Give every entry again, exactly as it stands.

Source records
________

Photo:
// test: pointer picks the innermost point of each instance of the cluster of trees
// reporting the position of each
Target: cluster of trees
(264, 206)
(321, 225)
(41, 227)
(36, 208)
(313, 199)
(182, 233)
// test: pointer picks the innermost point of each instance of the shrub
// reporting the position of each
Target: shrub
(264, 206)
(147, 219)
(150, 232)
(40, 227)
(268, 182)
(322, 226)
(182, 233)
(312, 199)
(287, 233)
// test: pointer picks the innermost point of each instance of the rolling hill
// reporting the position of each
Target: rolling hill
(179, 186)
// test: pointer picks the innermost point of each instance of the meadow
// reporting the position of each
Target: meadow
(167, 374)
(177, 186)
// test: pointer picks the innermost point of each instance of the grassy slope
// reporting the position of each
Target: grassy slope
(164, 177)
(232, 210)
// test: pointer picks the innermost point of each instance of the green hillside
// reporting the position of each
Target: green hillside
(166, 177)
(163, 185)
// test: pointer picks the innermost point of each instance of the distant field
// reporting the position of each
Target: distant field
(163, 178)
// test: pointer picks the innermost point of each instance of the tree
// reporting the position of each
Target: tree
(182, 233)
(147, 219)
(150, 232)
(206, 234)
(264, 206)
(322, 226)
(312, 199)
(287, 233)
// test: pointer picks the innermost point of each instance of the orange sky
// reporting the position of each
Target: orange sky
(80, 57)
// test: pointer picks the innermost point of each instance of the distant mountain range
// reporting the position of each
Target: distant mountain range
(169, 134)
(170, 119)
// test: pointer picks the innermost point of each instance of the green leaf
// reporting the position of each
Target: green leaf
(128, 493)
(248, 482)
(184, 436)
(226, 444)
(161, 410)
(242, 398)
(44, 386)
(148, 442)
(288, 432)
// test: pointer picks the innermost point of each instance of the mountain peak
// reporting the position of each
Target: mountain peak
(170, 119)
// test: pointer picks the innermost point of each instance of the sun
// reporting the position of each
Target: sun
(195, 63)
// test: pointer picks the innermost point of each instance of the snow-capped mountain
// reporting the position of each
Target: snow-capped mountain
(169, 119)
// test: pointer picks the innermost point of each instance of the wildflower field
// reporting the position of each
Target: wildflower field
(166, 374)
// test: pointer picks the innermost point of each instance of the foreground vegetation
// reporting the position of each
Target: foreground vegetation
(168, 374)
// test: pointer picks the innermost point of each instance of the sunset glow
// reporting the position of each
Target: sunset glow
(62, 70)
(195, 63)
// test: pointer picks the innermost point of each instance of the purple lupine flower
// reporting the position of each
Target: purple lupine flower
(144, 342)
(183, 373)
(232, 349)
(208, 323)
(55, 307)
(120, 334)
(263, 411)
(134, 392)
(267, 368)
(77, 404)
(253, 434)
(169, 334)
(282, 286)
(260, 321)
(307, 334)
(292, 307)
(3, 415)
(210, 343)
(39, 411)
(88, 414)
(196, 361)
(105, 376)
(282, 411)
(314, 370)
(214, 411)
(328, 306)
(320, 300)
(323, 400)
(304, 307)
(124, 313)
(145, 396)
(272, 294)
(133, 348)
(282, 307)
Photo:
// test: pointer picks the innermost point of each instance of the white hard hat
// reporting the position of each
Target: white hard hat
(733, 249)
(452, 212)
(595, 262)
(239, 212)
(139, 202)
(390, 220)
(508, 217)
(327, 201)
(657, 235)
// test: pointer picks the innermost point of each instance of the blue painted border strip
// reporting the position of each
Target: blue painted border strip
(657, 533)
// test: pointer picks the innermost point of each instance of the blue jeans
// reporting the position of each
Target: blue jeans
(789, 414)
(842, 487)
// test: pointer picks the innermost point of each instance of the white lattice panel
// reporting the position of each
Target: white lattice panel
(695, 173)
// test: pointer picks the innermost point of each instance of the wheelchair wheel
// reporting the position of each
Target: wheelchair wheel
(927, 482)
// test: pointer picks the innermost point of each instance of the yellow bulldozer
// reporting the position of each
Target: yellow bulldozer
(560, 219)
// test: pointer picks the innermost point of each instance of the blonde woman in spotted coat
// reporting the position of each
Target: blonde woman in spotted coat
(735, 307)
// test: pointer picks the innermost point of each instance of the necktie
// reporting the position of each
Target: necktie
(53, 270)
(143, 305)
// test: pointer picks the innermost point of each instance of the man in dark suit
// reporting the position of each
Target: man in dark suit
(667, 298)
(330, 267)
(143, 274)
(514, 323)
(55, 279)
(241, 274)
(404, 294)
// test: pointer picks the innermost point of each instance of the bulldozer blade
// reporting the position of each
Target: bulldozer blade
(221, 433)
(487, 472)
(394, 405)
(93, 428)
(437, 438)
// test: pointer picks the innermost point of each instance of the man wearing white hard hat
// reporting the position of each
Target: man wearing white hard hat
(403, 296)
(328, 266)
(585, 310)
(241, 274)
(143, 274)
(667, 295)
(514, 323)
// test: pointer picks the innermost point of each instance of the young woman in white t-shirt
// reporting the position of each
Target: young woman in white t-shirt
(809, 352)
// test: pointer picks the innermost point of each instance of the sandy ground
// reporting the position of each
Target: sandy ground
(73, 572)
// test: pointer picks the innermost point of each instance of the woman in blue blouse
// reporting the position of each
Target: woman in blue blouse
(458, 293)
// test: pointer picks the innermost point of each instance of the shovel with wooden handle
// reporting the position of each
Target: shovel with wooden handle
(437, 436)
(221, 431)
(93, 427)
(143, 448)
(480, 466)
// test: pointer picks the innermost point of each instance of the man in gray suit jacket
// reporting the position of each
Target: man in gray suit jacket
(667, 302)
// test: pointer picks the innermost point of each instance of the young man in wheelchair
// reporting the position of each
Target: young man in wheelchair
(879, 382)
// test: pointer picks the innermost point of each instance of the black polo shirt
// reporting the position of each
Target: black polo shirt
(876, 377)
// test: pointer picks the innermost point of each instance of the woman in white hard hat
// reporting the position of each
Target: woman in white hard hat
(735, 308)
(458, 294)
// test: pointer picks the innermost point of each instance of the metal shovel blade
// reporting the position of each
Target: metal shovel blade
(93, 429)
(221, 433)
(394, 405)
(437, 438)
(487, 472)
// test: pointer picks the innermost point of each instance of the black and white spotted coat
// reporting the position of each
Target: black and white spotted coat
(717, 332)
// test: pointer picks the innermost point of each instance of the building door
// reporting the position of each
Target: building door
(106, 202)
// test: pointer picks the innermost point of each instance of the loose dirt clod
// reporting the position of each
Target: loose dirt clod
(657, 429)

________

* [Your response]
Photo:
// test: pointer picks the innermost point of each instance of the cluster of trees
// reporting the position of each
Target: cluster of trees
(264, 206)
(321, 225)
(41, 227)
(36, 208)
(313, 199)
(182, 233)
// test: pointer picks the innermost point of each instance of the shrub
// reporting the position of each
Target: shrub
(264, 206)
(147, 219)
(150, 232)
(40, 227)
(268, 182)
(322, 226)
(182, 233)
(312, 199)
(287, 233)
// test: pointer picks the innermost point of each instance of the rolling hill
// reporting the position of each
Target: rolling hill
(179, 186)
// test: pointer picks the innermost point of each instance of the meadow
// reporting the position of each
Target: meadow
(167, 374)
(177, 186)
// test: pointer picks the innermost point of each instance of the grassy slope
// reporting the position of each
Target: grassy slope
(164, 177)
(232, 210)
// test: pointer picks the innermost point of each instance of the green hillside
// reporting the position of each
Target: green hillside
(166, 177)
(163, 185)
// test: pointer picks the innermost point of each instance of the distant field
// reporting the position of each
Target: distant field
(163, 178)
// test: pointer picks the innermost point of each instance of the tree
// reporting the position of each
Target: tree
(182, 233)
(147, 219)
(150, 232)
(206, 234)
(264, 206)
(322, 226)
(312, 199)
(287, 233)
// test: pointer picks the innermost point of each instance of the orange sky
// reporting the position of each
Target: orange sky
(80, 57)
// test: pointer picks the innermost point of each instance of the distant mountain range
// reporting the position of each
Target: distant mountain range
(169, 134)
(170, 119)
// test: pointer picks the innermost point of each instance of the green leaf
// reporting the position of each
Target: green leaf
(128, 493)
(248, 482)
(184, 436)
(226, 444)
(161, 410)
(242, 398)
(44, 386)
(148, 442)
(288, 432)
// test: pointer picks the innermost point of each instance of the mountain peak
// reporting the position of each
Target: mountain peak
(170, 119)
// test: pointer picks the innermost point of each instance of the sun
// reporting the position of each
Target: sun
(195, 63)
// test: pointer picks the innermost point of each instance of the snow-capped mountain
// reporting the position of each
Target: snow-capped mountain
(169, 119)
// test: pointer picks the innermost point of each instance of the wildflower field
// reporting the position of each
Target: wildflower field
(166, 374)
// test: pointer picks the innermost point of each instance of the foreground vegetation
// reporting the position of each
Target: foreground vegetation
(168, 374)
// test: pointer picks the innermost point of each instance of the sunset glow
// reporting the position of each
Target: sunset glow
(62, 70)
(195, 63)
// test: pointer picks the innermost point of each instance of the purple lupine flower
// reporting the position of each
Target: purple lupine flower
(144, 342)
(183, 373)
(232, 349)
(208, 323)
(55, 307)
(120, 334)
(263, 411)
(134, 392)
(267, 368)
(77, 404)
(253, 434)
(169, 334)
(282, 286)
(260, 321)
(307, 334)
(292, 307)
(3, 415)
(210, 343)
(39, 411)
(88, 414)
(196, 361)
(105, 376)
(282, 411)
(314, 370)
(214, 411)
(328, 306)
(320, 300)
(323, 400)
(304, 307)
(124, 313)
(145, 396)
(272, 294)
(133, 348)
(282, 307)
Photo:
// test: pointer picks the innermost point of each instance of the white hard hat
// reporting the position of each
Target: white hard hat
(733, 249)
(452, 212)
(595, 262)
(239, 212)
(139, 202)
(390, 220)
(508, 217)
(327, 201)
(657, 235)
// test: pointer picks the innermost point of each instance of the blue painted border strip
// reporting the position of each
Target: blue painted border strip
(657, 533)
// test: pointer picks the innermost point of each instance of the blue jeans
// reporting the position of each
Target: blue jeans
(789, 414)
(842, 487)
// test: pointer picks the innermost point of each instance of the white lattice panel
// reporting the position of each
Target: white lattice panel
(695, 173)
// test: pointer picks the innermost point of each instance of the wheelchair wheel
// reporting the position of each
Target: wheelchair wheel
(927, 482)
// test: pointer picks the innermost point of each instance of the yellow bulldozer
// reporting the position of each
Target: yellow bulldozer
(560, 219)
// test: pointer picks the innermost point of each instance of the blonde woman in spotted coat
// reporting the position of each
Target: blonde woman in spotted coat
(735, 307)
// test: pointer picks the innermost point of each instance of the necktie
// reporting the position of each
Target: necktie
(53, 270)
(143, 305)
// test: pointer picks the innermost point of each instance of the man in dark suit
// reporting the position of each
Target: man in dark suit
(667, 298)
(330, 267)
(143, 274)
(514, 323)
(55, 279)
(241, 274)
(404, 294)
// test: pointer picks the innermost point of each instance of the bulldozer blade
// reporting the position of each
Target: bulldozer blade
(221, 433)
(487, 472)
(394, 405)
(93, 428)
(437, 438)
// test: pointer picks the innermost point of each instance of the man wearing white hard hat
// reporting the position of each
Target: man wearing white hard hat
(403, 296)
(328, 266)
(585, 310)
(241, 274)
(143, 274)
(667, 295)
(514, 323)
// test: pointer picks the innermost point of each instance of the young woman in white t-shirt
// reporting the position of each
Target: young woman in white t-shirt
(809, 352)
// test: pointer picks the innermost point of each instance of the sandy ground
// reporting the position of each
Target: sandy ground
(73, 572)
// test: pointer picks the innermost point of each instance of the woman in blue blouse
// reporting the position of each
Target: woman in blue blouse
(458, 293)
// test: pointer picks the innermost point of each instance of the shovel with wooden handle
// reporting the position of each
Target: shovel with wooden handle
(437, 436)
(221, 431)
(93, 427)
(143, 448)
(480, 466)
// test: pointer picks the innermost point of each instance of the man in gray suit jacket
// reporting the position of each
Target: man in gray suit jacket
(667, 302)
// test: pointer picks the innermost point of each instance of the young man in wheelchair
// reporting the position of each
Target: young man in wheelchair
(879, 382)
// test: pointer picks the innermost point of each instance of the black polo shirt
// reporting the position of each
Target: black polo shirt
(876, 377)
// test: pointer picks the innermost point of each instance of the woman in white hard hat
// reporting the position of each
Target: woman in white hard hat
(735, 308)
(458, 294)
// test: pointer picks the innermost point of each instance of the metal shovel blade
// reporting the position of each
Target: metal shovel blade
(93, 429)
(221, 433)
(394, 405)
(437, 438)
(487, 472)
// test: pointer picks the innermost point of each instance of the black and white spotted coat
// reporting the position of each
Target: black and white spotted coat
(717, 332)
// test: pointer picks the innermost point of each instance of the building door
// reporting the position of each
Target: building door
(106, 202)
// test: pointer picks the innermost point of each instance of the loose dirt clod
// reporting the position of each
Target: loose dirt clod
(657, 429)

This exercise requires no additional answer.